*Work required:* Each line below that carries the string "green" must appear in the answer.

*The records:*
"""
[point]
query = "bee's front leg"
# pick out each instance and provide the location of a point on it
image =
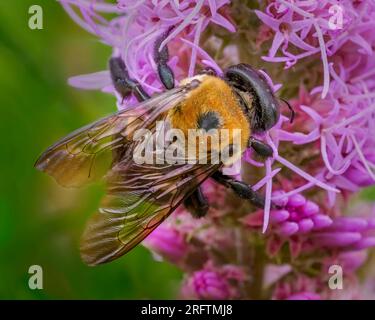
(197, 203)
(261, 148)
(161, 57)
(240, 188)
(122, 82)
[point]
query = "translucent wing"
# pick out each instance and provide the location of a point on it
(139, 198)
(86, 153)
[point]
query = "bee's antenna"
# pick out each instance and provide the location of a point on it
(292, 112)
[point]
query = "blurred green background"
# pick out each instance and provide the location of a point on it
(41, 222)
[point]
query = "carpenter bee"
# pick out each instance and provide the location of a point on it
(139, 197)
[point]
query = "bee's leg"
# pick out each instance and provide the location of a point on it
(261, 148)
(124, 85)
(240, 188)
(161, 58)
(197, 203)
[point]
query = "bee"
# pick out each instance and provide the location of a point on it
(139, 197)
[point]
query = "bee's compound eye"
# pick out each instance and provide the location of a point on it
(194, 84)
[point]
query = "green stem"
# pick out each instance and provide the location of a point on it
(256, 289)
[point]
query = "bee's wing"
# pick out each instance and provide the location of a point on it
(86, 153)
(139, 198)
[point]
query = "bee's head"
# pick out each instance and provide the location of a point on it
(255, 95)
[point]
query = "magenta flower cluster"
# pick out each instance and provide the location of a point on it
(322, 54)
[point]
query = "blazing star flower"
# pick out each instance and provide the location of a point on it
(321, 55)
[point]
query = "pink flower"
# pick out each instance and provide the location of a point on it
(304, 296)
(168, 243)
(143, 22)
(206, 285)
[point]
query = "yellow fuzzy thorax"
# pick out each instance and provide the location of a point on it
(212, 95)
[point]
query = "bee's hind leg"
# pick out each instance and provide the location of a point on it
"""
*Expected answer:*
query = "blurred green background"
query = "green stem"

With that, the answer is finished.